*WHAT YOU SHOULD DO*. Transcribe the data below line for line, keeping every character unchanged.

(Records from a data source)
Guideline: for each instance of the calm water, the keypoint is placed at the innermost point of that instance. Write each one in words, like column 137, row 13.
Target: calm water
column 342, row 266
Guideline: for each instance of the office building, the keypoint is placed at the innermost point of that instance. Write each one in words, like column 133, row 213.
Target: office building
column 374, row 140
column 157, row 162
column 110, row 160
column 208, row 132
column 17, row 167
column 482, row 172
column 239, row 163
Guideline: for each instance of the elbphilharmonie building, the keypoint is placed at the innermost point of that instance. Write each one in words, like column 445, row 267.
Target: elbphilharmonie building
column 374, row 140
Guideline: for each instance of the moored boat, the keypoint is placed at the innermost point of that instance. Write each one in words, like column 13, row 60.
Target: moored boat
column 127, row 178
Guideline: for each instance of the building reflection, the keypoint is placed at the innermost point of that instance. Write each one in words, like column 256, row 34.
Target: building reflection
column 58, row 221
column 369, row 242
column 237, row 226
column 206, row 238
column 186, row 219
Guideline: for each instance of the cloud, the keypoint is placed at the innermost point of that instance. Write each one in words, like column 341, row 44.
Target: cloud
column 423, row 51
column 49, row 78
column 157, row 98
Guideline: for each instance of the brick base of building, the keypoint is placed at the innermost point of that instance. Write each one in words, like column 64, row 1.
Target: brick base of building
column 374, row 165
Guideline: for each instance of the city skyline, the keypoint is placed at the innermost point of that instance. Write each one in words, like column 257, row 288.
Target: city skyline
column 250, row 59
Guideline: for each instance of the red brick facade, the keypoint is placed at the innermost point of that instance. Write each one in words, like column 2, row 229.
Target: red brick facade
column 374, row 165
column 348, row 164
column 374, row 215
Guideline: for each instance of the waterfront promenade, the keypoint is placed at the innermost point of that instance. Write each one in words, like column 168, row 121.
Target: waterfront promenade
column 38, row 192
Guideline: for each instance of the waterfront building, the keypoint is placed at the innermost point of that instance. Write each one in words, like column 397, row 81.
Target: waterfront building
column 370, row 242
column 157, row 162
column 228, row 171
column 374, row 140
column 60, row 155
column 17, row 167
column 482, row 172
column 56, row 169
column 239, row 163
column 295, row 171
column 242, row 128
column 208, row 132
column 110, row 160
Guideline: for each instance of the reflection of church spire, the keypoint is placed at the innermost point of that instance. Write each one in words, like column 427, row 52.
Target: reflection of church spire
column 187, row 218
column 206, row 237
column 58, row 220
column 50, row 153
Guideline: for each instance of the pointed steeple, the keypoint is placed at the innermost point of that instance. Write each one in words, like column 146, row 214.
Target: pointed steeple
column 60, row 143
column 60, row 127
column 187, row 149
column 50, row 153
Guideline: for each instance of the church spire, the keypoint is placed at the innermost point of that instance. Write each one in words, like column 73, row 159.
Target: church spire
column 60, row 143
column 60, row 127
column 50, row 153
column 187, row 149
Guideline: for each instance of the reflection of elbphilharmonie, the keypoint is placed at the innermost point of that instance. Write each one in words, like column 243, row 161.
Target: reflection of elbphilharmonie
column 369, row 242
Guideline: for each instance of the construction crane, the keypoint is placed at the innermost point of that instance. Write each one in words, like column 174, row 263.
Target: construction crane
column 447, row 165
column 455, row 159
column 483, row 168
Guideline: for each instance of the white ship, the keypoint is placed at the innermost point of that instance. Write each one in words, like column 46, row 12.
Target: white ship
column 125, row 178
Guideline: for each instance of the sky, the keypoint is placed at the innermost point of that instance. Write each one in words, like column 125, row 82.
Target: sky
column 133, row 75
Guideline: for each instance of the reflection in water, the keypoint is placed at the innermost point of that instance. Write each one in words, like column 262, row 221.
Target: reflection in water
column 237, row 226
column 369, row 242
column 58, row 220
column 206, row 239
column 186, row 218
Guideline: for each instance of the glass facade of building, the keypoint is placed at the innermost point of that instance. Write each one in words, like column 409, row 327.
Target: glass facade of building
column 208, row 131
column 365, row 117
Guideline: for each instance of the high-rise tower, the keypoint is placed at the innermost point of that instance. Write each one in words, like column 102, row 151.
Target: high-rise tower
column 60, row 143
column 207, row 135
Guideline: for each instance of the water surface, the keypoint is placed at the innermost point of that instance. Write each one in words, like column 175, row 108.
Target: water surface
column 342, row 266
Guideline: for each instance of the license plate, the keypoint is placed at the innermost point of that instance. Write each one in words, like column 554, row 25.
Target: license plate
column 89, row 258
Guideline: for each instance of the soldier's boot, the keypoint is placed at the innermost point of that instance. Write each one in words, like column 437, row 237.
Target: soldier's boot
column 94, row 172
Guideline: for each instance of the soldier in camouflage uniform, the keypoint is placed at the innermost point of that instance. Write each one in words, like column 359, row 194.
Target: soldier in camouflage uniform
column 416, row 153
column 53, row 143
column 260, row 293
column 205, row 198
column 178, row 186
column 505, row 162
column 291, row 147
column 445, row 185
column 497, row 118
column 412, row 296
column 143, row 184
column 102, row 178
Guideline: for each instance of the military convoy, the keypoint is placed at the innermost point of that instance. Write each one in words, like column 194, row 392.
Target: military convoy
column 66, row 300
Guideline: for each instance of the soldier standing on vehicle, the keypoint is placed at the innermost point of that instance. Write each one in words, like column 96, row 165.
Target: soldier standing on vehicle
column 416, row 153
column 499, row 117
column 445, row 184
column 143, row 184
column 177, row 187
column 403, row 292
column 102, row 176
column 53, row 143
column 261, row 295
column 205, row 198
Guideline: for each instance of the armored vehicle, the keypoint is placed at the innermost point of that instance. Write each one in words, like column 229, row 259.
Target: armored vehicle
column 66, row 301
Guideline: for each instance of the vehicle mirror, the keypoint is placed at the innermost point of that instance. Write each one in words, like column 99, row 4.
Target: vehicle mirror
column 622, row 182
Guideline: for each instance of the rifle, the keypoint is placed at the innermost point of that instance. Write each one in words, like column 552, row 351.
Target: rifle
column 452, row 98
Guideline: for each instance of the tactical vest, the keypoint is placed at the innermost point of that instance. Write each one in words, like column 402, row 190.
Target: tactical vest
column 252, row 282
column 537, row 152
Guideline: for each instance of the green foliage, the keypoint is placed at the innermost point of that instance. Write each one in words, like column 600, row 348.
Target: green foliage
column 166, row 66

*OUTPUT FOR THIS TASK*.
Guideline: for each instance of the calm water, the keypoint is placed at the innermost point of that instance. Write each one in words, like column 137, row 13.
Target: calm water
column 342, row 266
Guideline: for each instance of the office building, the keypoint is placed at the innermost point of that instance. Write each one in words, like column 133, row 213.
Target: office building
column 374, row 140
column 157, row 162
column 110, row 160
column 208, row 132
column 17, row 167
column 482, row 172
column 239, row 163
Guideline: for each instance of the elbphilharmonie building, the keypoint is placed at the innermost point of that instance. Write each one in words, like column 445, row 267.
Target: elbphilharmonie building
column 374, row 140
Guideline: for each instance of the moored boat, the keypoint is placed at the innermost point of that instance. Write each one in words, like column 13, row 60.
Target: moored boat
column 127, row 178
Guideline: for each instance of the building reflection, the keypoint is placed at the innermost point of that instance. Write each one in words, like column 256, row 34.
Target: building reflection
column 58, row 221
column 369, row 242
column 237, row 226
column 206, row 238
column 186, row 219
Guideline: for each instance of the cloud, the keypoint is placed at the innermost point of that instance. Write each one in words, like column 341, row 44.
Target: cloud
column 423, row 51
column 49, row 78
column 157, row 98
Guideline: for each instance of the brick base of building, the keypoint is placed at the innermost point of that instance. Write each one in words, like column 64, row 1.
Target: brick base of building
column 374, row 165
Guideline: for each instance of the city skyline, the keypoint is placed at the innermost point of that instance. Write each one in words, like column 257, row 288.
Target: city skyline
column 250, row 59
Guideline: for each instance of the red brick facade, the keypoint is placed at the innermost point of that instance. Write each one in words, like column 2, row 229.
Target: red brick facade
column 374, row 165
column 348, row 164
column 374, row 215
Guideline: for each instance of the waterfront promenade, the keypoint is placed at the innermost point of that instance. Write each one in words, like column 168, row 121.
Target: waterfront promenade
column 38, row 192
Guideline: for each instance of the waterfront building, the keypoint is placed at the innermost point of that instance. Write each one in words, like column 397, row 81.
Target: waterfront building
column 370, row 242
column 157, row 162
column 228, row 171
column 374, row 140
column 60, row 155
column 17, row 167
column 482, row 172
column 56, row 169
column 239, row 163
column 295, row 171
column 242, row 128
column 208, row 132
column 110, row 160
Guideline: for each instance of the reflection of church spire, the keypoint is placed at the innermost point of that instance. Write each one in words, like column 427, row 52.
Target: reflection of church spire
column 187, row 218
column 206, row 237
column 58, row 220
column 50, row 153
Guideline: for each instance of the pointed steeple, the keypoint is placed at the innermost point of that instance. Write each one in words, like column 146, row 214.
Target: pointed steeple
column 60, row 143
column 60, row 127
column 187, row 149
column 50, row 153
Guideline: for each instance of the church spire, the keypoint is placed at the innermost point of that instance. Write each one in words, like column 73, row 159.
Target: church spire
column 60, row 143
column 60, row 127
column 50, row 153
column 187, row 149
Guideline: for each instance of the reflection of elbphilharmonie, the keypoint is placed at the innermost point of that instance. Write each one in words, like column 243, row 161.
Target: reflection of elbphilharmonie
column 369, row 242
Guideline: for each instance of the construction crane, the keypoint is placed at the innermost point of that instance. Write each one in words, like column 174, row 263.
Target: construction crane
column 447, row 165
column 455, row 159
column 483, row 168
Guideline: for each instance of the white ship, the keypoint is placed at the innermost point of that instance. Write each one in words, like column 46, row 12.
Target: white ship
column 125, row 178
Guideline: for each instance of the sky, the keypoint is placed at the innermost point of that instance. Write each one in words, like column 125, row 82.
Target: sky
column 133, row 75
Guideline: for each instance of the reflection in water, the keypoint is placed at the innermost point of that instance. Write each one in words, like column 262, row 221.
Target: reflection in water
column 237, row 226
column 369, row 242
column 58, row 220
column 206, row 239
column 186, row 218
Guideline: for each instance of the glass facade of building, the keypoint is placed at the innermost point of that instance. Write each one in words, like column 409, row 327.
Target: glass facade of building
column 208, row 131
column 365, row 117
Guideline: for each instance of the high-rise tower, the keypoint is placed at the innermost point of that instance. Write each one in words, like column 102, row 151.
Target: high-rise tower
column 60, row 143
column 207, row 135
Guideline: for each instance of the water surface, the keypoint is placed at the innermost point of that instance. Write each one in words, like column 175, row 108.
Target: water surface
column 342, row 266
Guideline: for each instance of the license plate, the keypoint is placed at the innermost point of that instance. Write each one in words, like column 554, row 25.
Target: license plate
column 89, row 258
Guideline: for each instance of the soldier's boot, the keypoint is placed at the innermost point of that instance. Write each one in words, like column 437, row 237.
Target: soldier's boot
column 94, row 172
Guideline: for each instance of the soldier in camouflage uniform, the keypoint is placed at the innermost point of that instance. Write each one in words, like column 359, row 194.
Target: soldier in camouflage uniform
column 416, row 153
column 53, row 143
column 260, row 293
column 205, row 198
column 178, row 186
column 505, row 162
column 291, row 147
column 445, row 185
column 497, row 118
column 412, row 296
column 143, row 184
column 102, row 178
Guideline: for each instance of the military convoy, the keypoint is placed at the innermost point of that instance. Write each one in words, like column 194, row 392.
Target: military convoy
column 66, row 300
Guideline: for each instance of the soldier standing on vehicle, the keypoint is placed at the innermost point of that instance. Write each one in words, like column 96, row 165.
Target: soldier standing on vehicle
column 416, row 153
column 499, row 117
column 445, row 184
column 143, row 184
column 177, row 187
column 403, row 292
column 102, row 176
column 53, row 143
column 261, row 295
column 205, row 198
Guideline: for each instance of the armored vehicle, the keypoint is placed at the innermost point of that instance. Write each one in words, like column 229, row 259.
Target: armored vehicle
column 66, row 301
Guideline: for each instance of the vehicle mirror, the keypoint is placed at the innermost point of that instance. Write each one in words, like column 99, row 4.
Target: vehicle mirror
column 622, row 182
Guideline: for each instance of the rifle, the keypoint is placed at the innermost point of that instance. Write each one in words, like column 552, row 351.
Target: rifle
column 452, row 98
Guideline: for each instance of the tactical vest, the keypoint is placed at the innermost point of that instance. Write each one in words, like column 402, row 190.
Target: tactical vest
column 252, row 282
column 537, row 152
Guideline: for each instance of the green foliage, the keypoint is placed at the innermost point of that instance. Write each one in words, like column 600, row 348.
Target: green foliage
column 166, row 66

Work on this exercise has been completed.